(JOB)
Output each entry exactly; skip nothing.

- - - -

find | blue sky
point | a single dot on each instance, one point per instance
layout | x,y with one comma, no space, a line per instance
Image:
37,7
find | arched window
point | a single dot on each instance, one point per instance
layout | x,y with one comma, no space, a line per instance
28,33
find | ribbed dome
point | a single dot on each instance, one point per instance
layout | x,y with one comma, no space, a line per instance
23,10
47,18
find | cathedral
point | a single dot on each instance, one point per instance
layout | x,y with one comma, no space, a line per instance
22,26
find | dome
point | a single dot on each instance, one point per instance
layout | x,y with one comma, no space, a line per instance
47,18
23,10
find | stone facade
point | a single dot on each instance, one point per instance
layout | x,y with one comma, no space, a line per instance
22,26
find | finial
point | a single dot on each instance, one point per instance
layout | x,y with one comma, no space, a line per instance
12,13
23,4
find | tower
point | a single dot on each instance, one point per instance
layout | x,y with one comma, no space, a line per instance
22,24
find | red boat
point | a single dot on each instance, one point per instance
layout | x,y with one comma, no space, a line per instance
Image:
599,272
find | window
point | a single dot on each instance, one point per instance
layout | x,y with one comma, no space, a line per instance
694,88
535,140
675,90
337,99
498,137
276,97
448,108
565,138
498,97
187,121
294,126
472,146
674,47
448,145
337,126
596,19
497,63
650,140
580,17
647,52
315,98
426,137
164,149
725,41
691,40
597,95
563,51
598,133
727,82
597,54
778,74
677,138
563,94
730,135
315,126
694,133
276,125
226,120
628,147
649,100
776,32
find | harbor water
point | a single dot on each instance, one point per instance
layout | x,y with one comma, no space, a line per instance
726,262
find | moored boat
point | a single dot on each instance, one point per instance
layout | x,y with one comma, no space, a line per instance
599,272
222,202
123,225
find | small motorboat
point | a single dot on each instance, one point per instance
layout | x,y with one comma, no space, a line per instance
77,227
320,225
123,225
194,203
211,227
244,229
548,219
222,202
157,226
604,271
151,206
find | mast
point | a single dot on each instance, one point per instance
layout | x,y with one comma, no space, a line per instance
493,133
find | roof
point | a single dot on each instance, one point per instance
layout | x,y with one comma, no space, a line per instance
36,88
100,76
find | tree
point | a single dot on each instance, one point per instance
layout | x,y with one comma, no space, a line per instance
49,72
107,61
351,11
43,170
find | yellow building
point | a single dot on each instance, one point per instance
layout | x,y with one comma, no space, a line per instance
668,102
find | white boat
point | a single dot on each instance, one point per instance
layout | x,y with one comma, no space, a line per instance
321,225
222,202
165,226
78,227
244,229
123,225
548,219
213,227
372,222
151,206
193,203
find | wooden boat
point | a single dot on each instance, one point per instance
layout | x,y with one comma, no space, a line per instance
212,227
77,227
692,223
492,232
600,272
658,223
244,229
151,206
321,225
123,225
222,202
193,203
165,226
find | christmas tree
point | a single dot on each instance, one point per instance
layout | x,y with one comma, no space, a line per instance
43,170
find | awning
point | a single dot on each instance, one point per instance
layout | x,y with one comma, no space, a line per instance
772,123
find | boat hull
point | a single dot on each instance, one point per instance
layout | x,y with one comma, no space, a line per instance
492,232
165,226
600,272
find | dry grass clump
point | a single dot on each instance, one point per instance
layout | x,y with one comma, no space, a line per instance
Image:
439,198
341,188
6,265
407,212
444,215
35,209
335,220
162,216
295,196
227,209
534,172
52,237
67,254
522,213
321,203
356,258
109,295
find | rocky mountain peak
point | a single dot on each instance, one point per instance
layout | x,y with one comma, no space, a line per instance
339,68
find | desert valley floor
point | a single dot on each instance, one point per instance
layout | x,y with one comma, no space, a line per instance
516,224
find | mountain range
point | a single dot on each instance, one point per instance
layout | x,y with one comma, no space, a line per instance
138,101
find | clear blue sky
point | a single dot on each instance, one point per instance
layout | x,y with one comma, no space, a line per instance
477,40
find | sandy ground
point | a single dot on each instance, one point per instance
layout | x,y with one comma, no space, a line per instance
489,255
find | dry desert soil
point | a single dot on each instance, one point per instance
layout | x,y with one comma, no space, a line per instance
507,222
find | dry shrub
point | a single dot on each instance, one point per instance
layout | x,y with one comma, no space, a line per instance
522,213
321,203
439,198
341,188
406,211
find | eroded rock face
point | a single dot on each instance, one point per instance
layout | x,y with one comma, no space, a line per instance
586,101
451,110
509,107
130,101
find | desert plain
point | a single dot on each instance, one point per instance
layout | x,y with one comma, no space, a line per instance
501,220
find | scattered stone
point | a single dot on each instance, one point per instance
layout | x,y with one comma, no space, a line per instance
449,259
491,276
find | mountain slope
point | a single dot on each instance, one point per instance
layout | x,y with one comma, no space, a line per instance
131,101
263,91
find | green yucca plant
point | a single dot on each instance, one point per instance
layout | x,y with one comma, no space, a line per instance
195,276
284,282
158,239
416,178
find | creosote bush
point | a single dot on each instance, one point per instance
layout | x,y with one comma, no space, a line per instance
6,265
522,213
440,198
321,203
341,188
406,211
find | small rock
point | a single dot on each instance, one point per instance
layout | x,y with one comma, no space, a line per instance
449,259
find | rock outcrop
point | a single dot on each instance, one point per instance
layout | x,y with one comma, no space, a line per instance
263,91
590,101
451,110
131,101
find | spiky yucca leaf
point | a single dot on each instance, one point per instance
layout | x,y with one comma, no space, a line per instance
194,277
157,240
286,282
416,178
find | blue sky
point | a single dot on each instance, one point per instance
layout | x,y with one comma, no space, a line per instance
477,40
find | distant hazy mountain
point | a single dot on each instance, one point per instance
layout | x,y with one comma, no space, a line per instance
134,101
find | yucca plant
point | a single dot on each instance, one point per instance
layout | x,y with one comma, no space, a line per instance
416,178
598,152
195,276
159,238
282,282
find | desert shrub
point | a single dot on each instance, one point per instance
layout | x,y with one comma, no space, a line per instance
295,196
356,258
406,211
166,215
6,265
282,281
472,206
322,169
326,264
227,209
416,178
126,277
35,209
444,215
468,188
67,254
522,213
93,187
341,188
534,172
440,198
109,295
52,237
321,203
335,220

- - - -

(THE SOLUTION)
find | blue sky
point | a single dot on each instance, one point per instance
layout | x,y with one comma, no space, a line per instance
Image:
37,7
find | arched window
point | a single dot on each instance, one point per instance
layout | x,y with one comma, no space, a line per instance
28,33
find | ribbed dome
point | a single dot on each instance, one point per instance
layout | x,y with one comma, no space, a line per instance
23,10
47,18
find | cathedral
point | a single dot on each instance, one point per instance
layout | x,y with one comma, no space, a line per instance
22,26
find | dome
point | a single dot on each instance, one point per instance
layout | x,y with one comma, no space, a line per instance
47,18
23,10
find | stone facade
point | a single dot on each instance, one point per instance
layout | x,y with one comma, no space, a line per instance
22,26
find | finial
point | a single dot on each instance, one point per instance
layout | x,y with one comma, no space, a line per instance
12,13
23,4
find | tower
point | a single dot on each instance, one point per instance
layout | x,y with one comma, no space, a line per instance
22,24
find | red boat
point | a single dot on each instance, one point per instance
layout | x,y with one comma, no space, a line per instance
Image:
599,272
find | window
point | a single dot on each instance, one point per instance
layout | x,y with one comma, no space, a line per instance
694,88
535,140
675,90
337,99
498,137
276,97
448,108
565,138
498,97
187,121
294,126
472,146
674,47
448,145
337,126
596,19
497,63
650,140
580,17
647,52
315,98
426,137
164,149
725,41
691,40
597,95
563,51
598,133
727,82
597,54
778,74
677,138
563,94
730,135
315,126
694,133
276,125
226,120
628,147
649,100
776,32
find | harbor water
point | a single dot on each instance, one point per instance
layout | x,y with one comma, no space, a line per instance
726,262
find | moored boat
point | a single dot on each instance, one point per instance
layout | x,y with one comma, no space, a line per instance
599,272
222,202
123,225
find | small motorboat
point | a single dot on each instance, one point per instance
layout | x,y with one comma, no space, a line per instance
77,227
320,225
123,225
194,203
211,227
244,229
548,219
222,202
157,226
604,271
151,206
find | mast
point | a single dot on each instance, one point per instance
layout | x,y with one comma, no space, a line per instance
493,133
find | roof
point | a single dot on each instance, one point per instance
layout | x,y with one comma, no space, a line per instance
36,88
100,76
find | tree
point | a single dot on each instance, one point per instance
layout | x,y with one comma, no space, a line per instance
49,72
107,61
351,11
43,170
find | yellow building
point | a single dot on each instance, one point per instance
layout | x,y with one comma, no space, a line per instance
668,102
find | white boat
point | a single dot on each instance, one point per instance
layout | x,y with one comma, no space, a line per instance
321,225
222,202
165,226
78,227
244,229
123,225
548,219
213,227
372,222
151,206
193,203
find | wooden boat
point | a single dot on each instance, one point per instance
layout | x,y with one comma, no space, a line per instance
212,227
77,227
692,223
492,232
600,272
658,223
244,229
151,206
321,225
123,225
222,202
193,203
165,226
find | christmas tree
point | a single dot on each instance, one point per instance
layout | x,y with one comma, no space, a line per instance
43,170
find | awning
point | a single dot on each instance, one point per instance
layout | x,y with one comma, no space, a line per instance
772,123
find | boat hull
point | a single dot on each instance, one point per instance
layout | x,y with one comma, no space, a line per instance
492,232
165,226
600,272
find | dry grass clump
point | a single dot on each instance, one point per instance
layout | x,y with one comma, no space, a line per instance
Image:
439,198
341,188
6,265
407,212
444,215
35,209
335,220
162,216
295,196
227,209
534,172
52,237
67,254
522,213
321,203
356,258
109,295
find | rocky mountain peak
point | a single dot on each instance, one point per instance
layout | x,y with one comma, no space, a line per instance
339,68
find | desert valley floor
point | a single dot on each instance, one point per instance
layout | x,y with one comma, no space, a line per instance
516,224
find | mountain range
point | a single dot on each instance, one point per instance
layout | x,y with one comma, no space, a line per instance
138,101
find | clear blue sky
point | a single dot on each instance, one point per instance
layout | x,y with one comma, no space, a line per instance
477,40
find | sandy ground
point | a single dot on each instance, one point per instance
layout | x,y with one comma, no space, a line per instance
489,255
find | dry desert soil
point | a single dot on each instance, one point per instance
layout | x,y with one comma, no space, a line per instance
507,222
find | dry shrub
point | a single dot on each instance, one point per instance
layout | x,y with one comma, no space, a line per instance
522,213
321,203
439,198
341,188
406,211
find | eroded rock face
point | a single dot on each instance, one point per instance
layout | x,y with one comma, no space, a line per instance
586,101
451,110
509,107
130,101
find | desert plain
point | a single dot on each instance, one point per instance
layout | x,y with one comma, no space, a line per instance
501,220
find | scattered stone
point | a single dot on each instance, one point per instance
layout | x,y with one comma, no space, a line per instance
449,259
491,276
find | mountain slope
point | a single dot on each instance, one point per instance
layout | x,y with one comma, no space, a line per instance
131,101
263,91
find | green yucca plant
point | a single dot on each instance, one point per instance
layout | x,y with one comma, no space, a line per instance
195,276
284,282
158,239
416,178
find | creosote bush
point | a single dot on each instance, one point per instance
layout | x,y with one comma, no space, a line per instance
6,265
522,213
440,198
321,203
341,188
406,211
find | small rock
point | a single dot on each instance, one point per instance
layout | x,y with one comma, no space, a line per instance
449,259
find | rock outcrop
point | a single dot on each instance, one point per instance
layout | x,y with one comma, no space, a line per instance
263,91
590,101
451,110
131,101
find | spiky yucca leaf
point | a single dot on each instance, one point per instance
layout | x,y with one comma, no space, a line per instance
194,277
157,240
286,282
416,178
find | blue sky
point | a single dot on each instance, one point per instance
layout | x,y with one comma, no space, a line per instance
477,40
find | distant hazy mountain
point | a single dot on each instance, one point per instance
layout | x,y with one comma, no space, a line per instance
134,101
find | yucca plant
point | a single dot on each instance, one point per instance
layout | x,y with one comma, no space, a line per instance
416,178
598,152
195,276
159,238
282,282
find | desert shrub
point | a single dot on each instance, one point per instance
layout | x,y with one comma, no space, a line per instance
295,196
356,258
406,211
166,215
6,265
282,281
472,206
322,169
326,264
227,209
416,178
126,277
35,209
444,215
468,188
67,254
522,213
93,187
341,188
534,172
440,198
109,295
52,237
321,203
335,220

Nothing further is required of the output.